To access the Real Estate Center's Texas Home Price Index, click here.
Over the past few years, Texas has led U.S. states in both economic and population growth. It's tough to find another state that matches or exceeds the Lone Star State in consecutive year-over-year growth. With so much growth, housing needs have changed dramatically, and home prices and affordability have become hot topics.
For many years, Texas boasted spacious and affordable housing. Compared with other large-economy states such as California and New York, Texas can still make these claims. However, by Texas standards housing affordability may have changed for good.
One of the more interesting Texas home-price trends has been how widespread price growth has been for a state so large. Austin, Dallas-Fort Worth, Houston, and San Antonio have led the charge not only in price growth but also in home scarcity and marketing time. Many mid-major metros have also shared in rapid price growth, including Lubbock, Tyler, and Waco. Job creation and population growth have spurred housing markets across the state.
Keeping an Eye on Price Growth
Several options are available to track price changes, which may sound surprising for a nondisclosure state.
One of the better-known resources is monthly aggregates. There are several outlets for these aggregates, including local Realtor boards, Texas Realtors, and the Real Estate Center. These aggregates provide simple and intuitive measures to track home prices. However, their usefulness for tracking price growth is limited due to differing sample characteristics from one period to another. For example, the sample of homes sold in a particular market last June may not resemble those from June ten years ago. As trends, styles, supply, and demand change, what ends up getting analyzed may simply be the change in marketing mix available. While such an analysis is telling, it does not sufficiently answer the question of market home-price growth.
Repeat sales provide an alternative approach more tailored to home-price appreciation. Unlike the simpler aggregates previously mentioned, the repeat-sales approach takes additional measures to filter for homes that have sold at least twice. This means an even smaller final sampling size once grouped into sale pairs, which normally limits this approach's usability to larger markets. This data arrangement allows for price comparisons on the same houses over time. Also, repeat sales are held to a constant quality constraint that eliminates homes with known improvements. These steps better address the marketing mix problem and are better suited to isolate market price growth.

RECORDS SHOWN |
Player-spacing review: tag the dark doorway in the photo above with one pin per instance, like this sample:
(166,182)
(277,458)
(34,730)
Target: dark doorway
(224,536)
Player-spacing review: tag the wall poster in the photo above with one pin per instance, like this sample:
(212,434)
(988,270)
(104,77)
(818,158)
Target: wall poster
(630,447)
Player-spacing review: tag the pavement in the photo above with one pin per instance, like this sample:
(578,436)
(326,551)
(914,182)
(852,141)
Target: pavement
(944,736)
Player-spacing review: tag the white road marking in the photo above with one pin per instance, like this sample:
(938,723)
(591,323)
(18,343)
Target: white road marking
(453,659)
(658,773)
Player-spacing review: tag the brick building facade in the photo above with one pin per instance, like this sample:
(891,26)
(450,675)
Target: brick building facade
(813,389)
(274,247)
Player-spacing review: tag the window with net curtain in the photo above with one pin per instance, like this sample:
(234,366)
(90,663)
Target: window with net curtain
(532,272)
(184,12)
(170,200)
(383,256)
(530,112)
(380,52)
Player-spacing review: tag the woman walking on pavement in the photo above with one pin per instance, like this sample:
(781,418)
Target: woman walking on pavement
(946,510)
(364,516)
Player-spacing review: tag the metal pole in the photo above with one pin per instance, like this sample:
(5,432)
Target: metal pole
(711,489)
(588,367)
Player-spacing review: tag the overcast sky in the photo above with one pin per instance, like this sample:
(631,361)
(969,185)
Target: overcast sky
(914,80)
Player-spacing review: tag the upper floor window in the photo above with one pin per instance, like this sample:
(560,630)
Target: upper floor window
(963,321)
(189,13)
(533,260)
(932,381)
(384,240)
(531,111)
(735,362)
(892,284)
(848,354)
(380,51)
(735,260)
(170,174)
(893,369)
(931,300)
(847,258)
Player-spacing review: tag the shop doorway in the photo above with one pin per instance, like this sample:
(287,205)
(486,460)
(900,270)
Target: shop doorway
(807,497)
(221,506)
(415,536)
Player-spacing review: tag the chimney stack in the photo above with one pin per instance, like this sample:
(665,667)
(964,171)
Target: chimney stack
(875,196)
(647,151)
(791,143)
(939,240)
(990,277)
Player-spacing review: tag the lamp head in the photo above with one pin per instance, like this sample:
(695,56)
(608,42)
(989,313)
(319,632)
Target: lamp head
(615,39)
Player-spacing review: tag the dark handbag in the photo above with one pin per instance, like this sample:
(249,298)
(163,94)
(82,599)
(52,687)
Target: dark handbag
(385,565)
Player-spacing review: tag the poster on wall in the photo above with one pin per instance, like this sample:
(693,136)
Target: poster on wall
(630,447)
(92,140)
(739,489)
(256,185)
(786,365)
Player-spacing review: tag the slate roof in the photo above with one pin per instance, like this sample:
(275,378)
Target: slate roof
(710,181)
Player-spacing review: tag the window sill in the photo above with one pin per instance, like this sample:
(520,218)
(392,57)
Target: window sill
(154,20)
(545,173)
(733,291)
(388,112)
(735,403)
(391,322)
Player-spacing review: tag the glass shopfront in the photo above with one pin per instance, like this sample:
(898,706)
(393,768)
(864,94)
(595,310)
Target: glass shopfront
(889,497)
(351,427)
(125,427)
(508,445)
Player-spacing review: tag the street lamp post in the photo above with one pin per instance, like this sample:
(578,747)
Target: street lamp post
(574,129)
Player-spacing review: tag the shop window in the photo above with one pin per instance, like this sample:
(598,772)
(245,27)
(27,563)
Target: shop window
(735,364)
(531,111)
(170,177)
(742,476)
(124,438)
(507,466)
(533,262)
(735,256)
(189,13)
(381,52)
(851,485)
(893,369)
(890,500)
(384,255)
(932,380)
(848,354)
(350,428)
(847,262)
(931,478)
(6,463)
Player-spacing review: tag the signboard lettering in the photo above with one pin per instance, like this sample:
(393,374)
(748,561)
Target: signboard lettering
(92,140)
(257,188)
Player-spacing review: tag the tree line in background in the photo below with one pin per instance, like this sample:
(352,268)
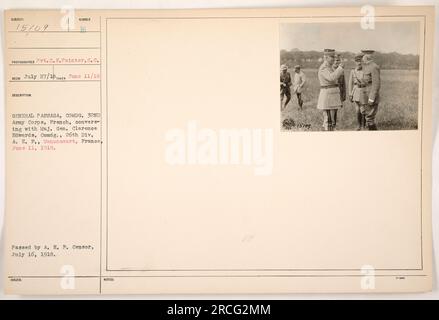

AIM | Reproduce the passage on Texas home prices word for word, starting at "One of the more" and ending at "across the state.".

THE RESPONSE |
One of the more interesting Texas home-price trends has been how widespread price growth has been for a state so large. Austin, Dallas-Fort Worth, Houston, and San Antonio have led the charge not only in price growth but also in home scarcity and marketing time. Many mid-major metros have also shared in rapid price growth, including Lubbock, Tyler, and Waco. Job creation and population growth have spurred housing markets across the state.